Arrange each line of the listing below as a row in a Markdown table with the columns Row and Listing line, omitting blank lines. Leave the pictures out of the table.
---+---
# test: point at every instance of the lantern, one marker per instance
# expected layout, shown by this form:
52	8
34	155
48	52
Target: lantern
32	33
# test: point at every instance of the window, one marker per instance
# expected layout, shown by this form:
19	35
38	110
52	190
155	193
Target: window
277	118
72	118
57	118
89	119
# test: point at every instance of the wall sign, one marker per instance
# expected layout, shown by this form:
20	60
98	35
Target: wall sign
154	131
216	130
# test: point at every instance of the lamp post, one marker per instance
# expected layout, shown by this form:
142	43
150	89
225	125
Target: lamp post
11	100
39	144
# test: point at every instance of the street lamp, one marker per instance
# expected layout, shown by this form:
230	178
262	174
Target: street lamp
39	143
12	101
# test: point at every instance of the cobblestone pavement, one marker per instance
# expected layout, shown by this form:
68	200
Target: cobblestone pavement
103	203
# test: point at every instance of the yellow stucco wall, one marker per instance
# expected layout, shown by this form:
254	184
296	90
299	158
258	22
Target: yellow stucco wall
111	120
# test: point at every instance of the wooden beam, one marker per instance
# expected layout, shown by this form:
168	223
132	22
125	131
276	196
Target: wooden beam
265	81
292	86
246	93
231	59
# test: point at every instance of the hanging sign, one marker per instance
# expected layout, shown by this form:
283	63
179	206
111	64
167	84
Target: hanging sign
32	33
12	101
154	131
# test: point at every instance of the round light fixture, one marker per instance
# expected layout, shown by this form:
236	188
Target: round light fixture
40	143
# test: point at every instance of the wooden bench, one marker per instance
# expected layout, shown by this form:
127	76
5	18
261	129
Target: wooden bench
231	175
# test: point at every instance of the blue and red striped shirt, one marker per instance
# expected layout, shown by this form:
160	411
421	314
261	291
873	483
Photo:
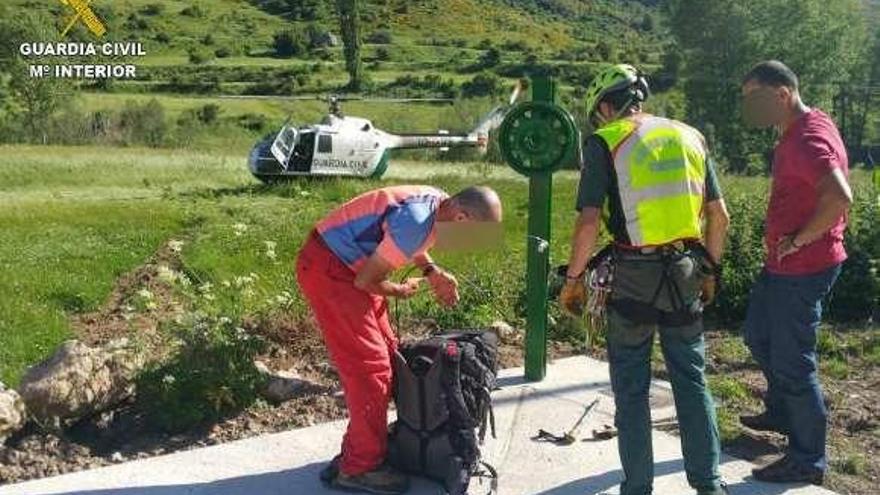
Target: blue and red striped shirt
397	223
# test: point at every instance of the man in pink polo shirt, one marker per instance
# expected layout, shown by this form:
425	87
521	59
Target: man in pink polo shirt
806	220
343	270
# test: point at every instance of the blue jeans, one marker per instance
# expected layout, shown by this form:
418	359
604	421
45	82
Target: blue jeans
780	330
629	355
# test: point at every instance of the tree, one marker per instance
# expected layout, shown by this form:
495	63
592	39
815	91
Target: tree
721	40
349	22
26	102
289	43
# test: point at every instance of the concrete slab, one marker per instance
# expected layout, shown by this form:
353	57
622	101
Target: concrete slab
288	463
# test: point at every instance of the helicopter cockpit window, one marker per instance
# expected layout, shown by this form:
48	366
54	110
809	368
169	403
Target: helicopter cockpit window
325	143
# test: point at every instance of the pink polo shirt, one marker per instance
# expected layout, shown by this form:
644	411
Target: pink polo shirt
809	150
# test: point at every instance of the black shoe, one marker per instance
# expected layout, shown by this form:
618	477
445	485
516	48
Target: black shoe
785	470
328	474
721	490
762	422
382	481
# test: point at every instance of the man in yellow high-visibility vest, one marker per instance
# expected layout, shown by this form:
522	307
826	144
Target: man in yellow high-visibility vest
652	181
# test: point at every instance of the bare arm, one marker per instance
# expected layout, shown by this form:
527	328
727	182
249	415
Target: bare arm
373	278
717	224
586	233
423	260
835	199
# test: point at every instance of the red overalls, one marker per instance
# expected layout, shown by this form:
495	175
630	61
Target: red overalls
360	341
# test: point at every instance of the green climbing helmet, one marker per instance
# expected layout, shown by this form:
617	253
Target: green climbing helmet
615	78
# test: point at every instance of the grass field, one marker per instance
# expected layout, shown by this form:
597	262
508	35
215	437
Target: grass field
75	219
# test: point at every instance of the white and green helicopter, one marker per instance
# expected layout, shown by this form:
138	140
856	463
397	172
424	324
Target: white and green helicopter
342	145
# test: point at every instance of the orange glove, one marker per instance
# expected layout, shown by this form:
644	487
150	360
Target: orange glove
573	297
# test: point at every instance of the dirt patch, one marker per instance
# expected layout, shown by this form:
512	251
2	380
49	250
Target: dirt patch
854	418
127	312
124	433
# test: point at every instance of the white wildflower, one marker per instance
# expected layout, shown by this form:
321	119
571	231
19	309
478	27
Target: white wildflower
175	246
166	274
270	250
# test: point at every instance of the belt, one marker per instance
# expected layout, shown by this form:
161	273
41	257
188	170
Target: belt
674	247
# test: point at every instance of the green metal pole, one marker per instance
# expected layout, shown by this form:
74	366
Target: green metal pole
538	254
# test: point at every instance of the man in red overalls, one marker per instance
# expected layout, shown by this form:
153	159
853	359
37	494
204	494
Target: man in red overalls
343	272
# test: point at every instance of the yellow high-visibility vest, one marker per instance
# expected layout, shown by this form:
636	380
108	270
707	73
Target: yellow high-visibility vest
661	176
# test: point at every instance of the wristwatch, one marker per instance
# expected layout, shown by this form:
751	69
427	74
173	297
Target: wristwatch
428	269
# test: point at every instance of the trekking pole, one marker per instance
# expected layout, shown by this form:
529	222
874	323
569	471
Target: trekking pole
569	437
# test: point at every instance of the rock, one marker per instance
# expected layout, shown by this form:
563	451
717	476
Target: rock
79	381
506	333
281	386
12	412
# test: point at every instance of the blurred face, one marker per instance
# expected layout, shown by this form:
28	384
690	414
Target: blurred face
464	232
765	106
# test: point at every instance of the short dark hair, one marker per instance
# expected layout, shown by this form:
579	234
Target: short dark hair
772	73
477	201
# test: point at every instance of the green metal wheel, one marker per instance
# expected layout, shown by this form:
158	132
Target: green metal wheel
538	137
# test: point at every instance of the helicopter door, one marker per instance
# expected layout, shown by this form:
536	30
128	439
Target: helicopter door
303	152
283	145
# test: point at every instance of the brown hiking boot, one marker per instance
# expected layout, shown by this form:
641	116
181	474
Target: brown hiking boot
786	470
381	481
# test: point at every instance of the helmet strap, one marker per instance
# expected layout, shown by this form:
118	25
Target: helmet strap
598	120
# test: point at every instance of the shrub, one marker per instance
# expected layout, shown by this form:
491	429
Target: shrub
289	43
143	124
381	37
209	377
198	57
485	84
208	114
256	122
153	9
193	11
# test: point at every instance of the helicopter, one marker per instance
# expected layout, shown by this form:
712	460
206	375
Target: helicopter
342	145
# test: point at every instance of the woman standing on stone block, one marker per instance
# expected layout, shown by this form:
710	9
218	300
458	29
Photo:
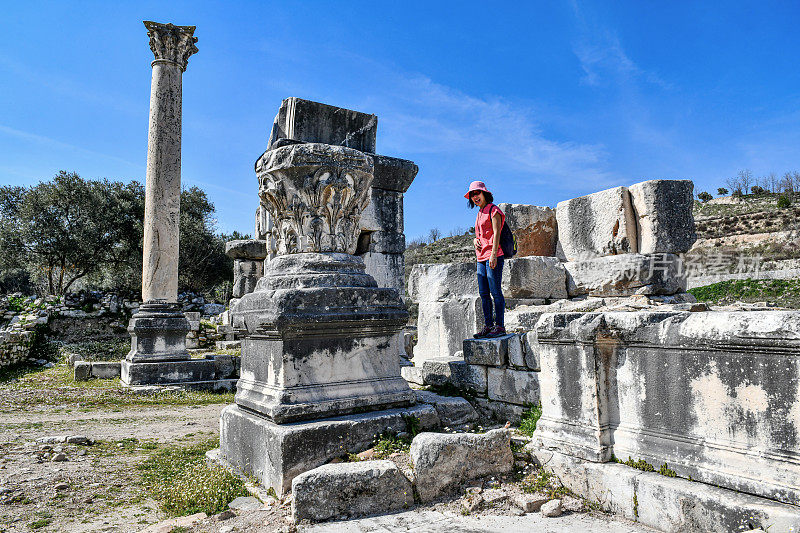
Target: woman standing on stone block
488	225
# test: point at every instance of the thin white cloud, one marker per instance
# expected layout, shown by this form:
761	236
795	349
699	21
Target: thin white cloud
419	115
41	139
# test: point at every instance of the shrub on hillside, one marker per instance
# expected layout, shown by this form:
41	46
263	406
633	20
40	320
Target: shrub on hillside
704	196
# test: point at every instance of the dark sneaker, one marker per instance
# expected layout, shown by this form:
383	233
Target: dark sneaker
497	331
482	334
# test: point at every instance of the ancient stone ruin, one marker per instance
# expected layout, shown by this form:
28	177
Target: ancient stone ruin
628	367
320	368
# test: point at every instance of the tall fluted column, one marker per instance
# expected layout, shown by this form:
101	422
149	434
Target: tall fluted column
172	46
158	330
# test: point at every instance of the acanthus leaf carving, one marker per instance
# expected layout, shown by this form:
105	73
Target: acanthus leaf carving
171	42
315	193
---+---
* **The output**
| Row | Listing line |
|---|---|
| 1 | # test: point at every instance of the lantern, one marker per instance |
| 2 | # expected layout, shown by this form: |
| 3 | 52	8 |
| 4 | 34	155 |
| 5 | 48	52 |
| 6 | Target: lantern |
| 7 | 32	33 |
| 8 | # test: point at every instance of the window, one marker per instance |
| 9 | # expected layout, shown by this form: |
| 10 | 19	35 |
| 11 | 38	110 |
| 12 | 52	190 |
| 13 | 155	193 |
| 14 | Target: window |
| 15 | 277	118 |
| 16 | 72	118 |
| 17 | 57	118 |
| 18 | 89	119 |
| 19 | # test: point at every instance of the wall sign, one marker per instance |
| 20 | # expected layout, shown by this form: |
| 21 | 20	60 |
| 22 | 98	35 |
| 23 | Target: wall sign |
| 24 | 154	131 |
| 25 | 216	130 |
| 26 | # test: point at every instance of the lamp post, one marker per instance |
| 27 | # expected layout, shown by this form: |
| 28 | 142	43 |
| 29 | 150	89 |
| 30 | 225	125 |
| 31 | Target: lamp post |
| 32 | 11	100 |
| 33 | 39	144 |
| 34 | # test: point at every instance of the street lamp, one marker per instance |
| 35 | # expected layout, shown by this form: |
| 36 | 230	178 |
| 37 | 262	174 |
| 38 | Target: street lamp |
| 39 | 39	143 |
| 40 | 12	101 |
| 41 | # test: point at every instance of the cobblestone pavement, one marker per instance |
| 42 | # expected layout, shown by this form: |
| 43 | 68	200 |
| 44 | Target: cobblestone pavement |
| 45 | 103	203 |
| 46 | # test: point at every instance of the yellow stucco wall, one marker per instance |
| 47 | # expected layout, shown by this form: |
| 48 | 254	184 |
| 49 | 296	90 |
| 50 | 299	158 |
| 51 | 258	22 |
| 52 | Target: yellow stucco wall |
| 53 | 111	120 |
| 54 | # test: point at every instance of the wooden beam, one marker per instance |
| 55 | # expected layout, shown by this form: |
| 56 | 168	223 |
| 57 | 132	22 |
| 58 | 125	131 |
| 59 | 276	196 |
| 60 | Target: wooden beam |
| 61 | 265	81 |
| 62 | 292	86 |
| 63 | 246	93 |
| 64 | 231	59 |
| 65 | # test: point at every instance of the hanging sign, one marker per instance |
| 66 | # expected layout, shown by this form: |
| 67 | 283	63 |
| 68 | 179	206 |
| 69 | 111	64 |
| 70 | 167	84 |
| 71 | Target: hanging sign |
| 72 | 32	33 |
| 73 | 12	101 |
| 74 | 154	131 |
| 75 | # test: point at every instance of the round light fixture, one marker per instance |
| 76 | # expected layout, shown by this form: |
| 77 | 236	188 |
| 78 | Target: round light fixture |
| 79 | 40	143 |
| 80 | # test: point at every instance of the wooden bench, one marker per instance |
| 81 | # expected layout, shown by this form: |
| 82 | 127	76 |
| 83 | 5	18 |
| 84 | 261	129 |
| 85 | Target: wooden bench |
| 86 | 231	175 |
| 87 | # test: point at every instance of the blue and red striped shirt, one marker per instance |
| 88 | # expected layout, shown by this form: |
| 89 | 160	411 |
| 90 | 421	314 |
| 91 | 261	291 |
| 92 | 873	483 |
| 93 | Photo: |
| 94 | Target: blue and red striped shirt |
| 95 | 397	223 |
| 96 | # test: point at every instance of the man in pink polo shirt, one marker per instance |
| 97 | # expected layout, shown by this form: |
| 98 | 425	87 |
| 99 | 521	59 |
| 100 | Target: man in pink polo shirt |
| 101 | 806	220 |
| 102 | 343	270 |
| 103 | # test: point at every instance of the blue jeans, one marker per instance |
| 104 | # expected layout, shown by this form: |
| 105 | 418	359 |
| 106 | 604	421 |
| 107 | 45	82 |
| 108 | Target: blue jeans |
| 109 | 780	330 |
| 110 | 629	355 |
| 111 | # test: point at every instance of the tree, one marker per instance |
| 112 | # expected layout, shown by this form: |
| 113 | 495	63 |
| 114 | 592	39 |
| 115 | 815	91 |
| 116 | Target: tree |
| 117 | 721	40 |
| 118 | 349	22 |
| 119 | 26	102 |
| 120 | 289	43 |
| 121 | # test: point at every instance of the concrete slab, one marker per instance |
| 122 | # expected layout, shown by this form: |
| 123 | 353	57 |
| 124 | 622	101 |
| 125 | Target: concrete slab |
| 126 | 288	463 |
| 127 | # test: point at every instance of the helicopter cockpit window, one marker per instance |
| 128 | # expected layout, shown by this form: |
| 129 | 48	366 |
| 130 | 54	110 |
| 131 | 809	368 |
| 132 | 169	403 |
| 133 | Target: helicopter cockpit window |
| 134 | 325	143 |
| 135 | # test: point at every instance of the pink polo shirt, one marker per instance |
| 136 | # expected layout, shown by this form: |
| 137 | 644	411 |
| 138 | Target: pink polo shirt |
| 139 | 809	150 |
| 140 | # test: point at every instance of the black shoe, one marker per instance |
| 141 | # expected layout, shown by this form: |
| 142 | 618	477 |
| 143 | 445	485 |
| 144 | 516	48 |
| 145 | Target: black shoe |
| 146 | 785	470 |
| 147 | 328	474 |
| 148 | 721	490 |
| 149 | 762	422 |
| 150 | 382	481 |
| 151 | # test: point at every instance of the man in yellow high-visibility vest, one marker per instance |
| 152 | # expected layout, shown by this form: |
| 153 | 522	307 |
| 154 | 826	144 |
| 155 | Target: man in yellow high-visibility vest |
| 156 | 652	181 |
| 157 | # test: point at every instance of the bare arm, one marker per instance |
| 158 | # expected layout, shown by this form: |
| 159 | 527	328 |
| 160 | 727	182 |
| 161 | 249	415 |
| 162 | Target: bare arm |
| 163 | 373	278 |
| 164 | 717	224 |
| 165 | 586	233 |
| 166 | 423	260 |
| 167 | 835	199 |
| 168 | # test: point at every instance of the red overalls, one marker per instance |
| 169 | # expected layout, shown by this form: |
| 170 | 495	175 |
| 171 | 630	61 |
| 172 | Target: red overalls |
| 173 | 360	341 |
| 174 | # test: point at every instance of the green climbing helmet, one marker per instance |
| 175 | # expected layout, shown by this form: |
| 176 | 617	253 |
| 177 | Target: green climbing helmet |
| 178 | 615	78 |
| 179 | # test: point at every instance of the grass field, one marker per instance |
| 180 | # expected layout, shown by this form: |
| 181 | 597	262 |
| 182 | 508	35 |
| 183 | 215	437 |
| 184 | Target: grass field |
| 185 | 75	219 |
| 186 | # test: point at every instance of the white and green helicopter, one marker per instance |
| 187 | # expected layout, shown by this form: |
| 188 | 138	140 |
| 189 | 856	463 |
| 190 | 397	172 |
| 191 | 424	324 |
| 192 | Target: white and green helicopter |
| 193 | 342	145 |
| 194 | # test: point at every instance of the orange glove, one marker per instance |
| 195 | # expected layout, shown by this form: |
| 196 | 644	487 |
| 197 | 150	360 |
| 198 | Target: orange glove |
| 199 | 573	297 |
| 200 | # test: point at every instance of the dirt patch, one marker per instance |
| 201 | # expected layout, shown by this form: |
| 202 | 512	251 |
| 203 | 2	380 |
| 204 | 49	250 |
| 205 | Target: dirt patch |
| 206 | 854	418 |
| 207 | 127	312 |
| 208 | 124	433 |
| 209 | # test: point at every instance of the white wildflower, one marker per instance |
| 210 | # expected layout, shown by this form: |
| 211 | 321	119 |
| 212 | 571	231 |
| 213 | 19	309 |
| 214 | 478	27 |
| 215 | Target: white wildflower |
| 216 | 175	246 |
| 217 | 166	274 |
| 218 | 270	250 |
| 219 | # test: point at every instance of the belt, one marker per instance |
| 220 | # expected layout, shown by this form: |
| 221 | 161	273 |
| 222 | 41	257 |
| 223 | 188	170 |
| 224 | Target: belt |
| 225 | 674	247 |
| 226 | # test: point at every instance of the green metal pole, one marker per instance |
| 227 | # expected layout, shown by this form: |
| 228 | 74	366 |
| 229 | Target: green metal pole |
| 230 | 538	254 |
| 231 | # test: point at every instance of the man in red overalls, one marker per instance |
| 232 | # expected layout, shown by this form: |
| 233 | 153	159 |
| 234 | 853	359 |
| 235 | 37	494 |
| 236 | 204	494 |
| 237 | Target: man in red overalls |
| 238 | 343	272 |
| 239 | # test: point at every instance of the yellow high-visibility vest, one marker per instance |
| 240 | # expected layout, shown by this form: |
| 241 | 636	380 |
| 242 | 108	270 |
| 243 | 707	73 |
| 244 | Target: yellow high-visibility vest |
| 245 | 661	176 |
| 246 | # test: point at every instance of the wristwatch, one marker per instance |
| 247 | # expected layout, shown by this form: |
| 248 | 751	69 |
| 249 | 427	74 |
| 250 | 173	297 |
| 251 | Target: wristwatch |
| 252 | 428	269 |
| 253 | # test: point at every instance of the trekking pole, one marker per instance |
| 254 | # expected layout, shown by this form: |
| 255 | 529	222 |
| 256 | 874	323 |
| 257 | 569	471 |
| 258 | Target: trekking pole |
| 259 | 569	437 |
| 260 | # test: point at every instance of the rock, one marker per instance |
| 261 | # expected layout, shown by this form: |
| 262 | 563	451 |
| 263 | 717	476 |
| 264 | Target: rock |
| 265 | 79	381 |
| 266 | 506	333 |
| 267 | 281	386 |
| 268 | 12	412 |
| 269 | # test: point at every instance of the blurred face, one marker per instance |
| 270 | # expected layout, shown by this form: |
| 271 | 28	384 |
| 272 | 690	414 |
| 273 | Target: blurred face |
| 274 | 464	232 |
| 275 | 765	106 |
| 276 | # test: point at every instance of the short dark hair, one marker per instance |
| 277 | # expected layout, shown by this form: |
| 278 | 579	234 |
| 279 | Target: short dark hair |
| 280 | 772	73 |
| 281 | 477	201 |
| 282 | # test: point at every instance of the green metal wheel, one marker per instance |
| 283 | # expected layout, shown by this form: |
| 284 | 158	132 |
| 285 | Target: green metal wheel |
| 286 | 538	137 |
| 287 | # test: point at every instance of the helicopter door, one marker per instance |
| 288 | # expected layout, shown by this form: |
| 289 | 536	30 |
| 290 | 128	439 |
| 291 | Target: helicopter door |
| 292 | 303	152 |
| 293 | 283	145 |
| 294 | # test: point at every instance of the brown hiking boot, one marker per instance |
| 295 | # expected layout, shown by this form: |
| 296 | 641	116 |
| 297 | 181	474 |
| 298 | Target: brown hiking boot |
| 299 | 786	470 |
| 300 | 381	481 |
| 301 | # test: point at every instance of the helmet strap, one marker per instance |
| 302 | # expected layout, shown by this form: |
| 303 | 118	25 |
| 304 | Target: helmet strap |
| 305 | 598	120 |
| 306 | # test: point at every instance of the shrub, one marker per instance |
| 307 | # expected layout, shown by this form: |
| 308 | 491	429 |
| 309 | Target: shrub |
| 310 | 289	43 |
| 311 | 143	124 |
| 312 | 381	37 |
| 313 | 209	377 |
| 314 | 198	57 |
| 315 | 485	84 |
| 316 | 208	114 |
| 317 | 256	122 |
| 318 | 153	9 |
| 319 | 193	11 |
| 320 | # test: point at every instance of the helicopter, one marker per instance |
| 321 | # expected layout, shown by this form: |
| 322 | 712	460 |
| 323 | 206	375 |
| 324 | Target: helicopter |
| 325 | 342	145 |
| 326 | # test: point at every instance of the woman standing on stone block, one marker per instance |
| 327 | # expected layout, shown by this form: |
| 328 | 710	9 |
| 329 | 218	300 |
| 330 | 458	29 |
| 331 | Photo: |
| 332 | Target: woman standing on stone block |
| 333 | 488	225 |
| 334 | # test: point at every instance of the thin white cloud, one marker per instance |
| 335 | # expected layout, shown by this form: |
| 336 | 761	236 |
| 337 | 795	349 |
| 338 | 699	21 |
| 339 | Target: thin white cloud |
| 340 | 419	115 |
| 341 | 41	139 |
| 342 | # test: point at every instance of the shrub on hillside, one marker per instance |
| 343 | # expected layout, shown by this form: |
| 344 | 41	46 |
| 345 | 263	406 |
| 346 | 633	20 |
| 347 | 40	320 |
| 348 | Target: shrub on hillside |
| 349 | 704	196 |
| 350 | # test: point at every instance of the dark sneaker, one marker per instance |
| 351 | # expected layout, shown by this form: |
| 352 | 383	233 |
| 353 | Target: dark sneaker |
| 354 | 497	331 |
| 355 | 482	334 |
| 356 | # test: point at every instance of the ancient stone ruin, one marker per instance |
| 357 | # expected layout, shown by this form: |
| 358 | 28	177 |
| 359 | Target: ancient stone ruin |
| 360 | 628	367 |
| 361 | 320	368 |
| 362 | # test: point at every instance of the tall fluted column, one marker per instance |
| 363 | # expected layout, shown by this form: |
| 364 | 101	422 |
| 365 | 149	434 |
| 366 | Target: tall fluted column |
| 367 | 172	46 |
| 368 | 158	330 |
| 369 | # test: point at every instance of the acanthus leaf carving, one marker per instance |
| 370 | # expected layout, shown by this form: |
| 371 | 105	73 |
| 372 | Target: acanthus leaf carving |
| 373 | 171	42 |
| 374 | 315	193 |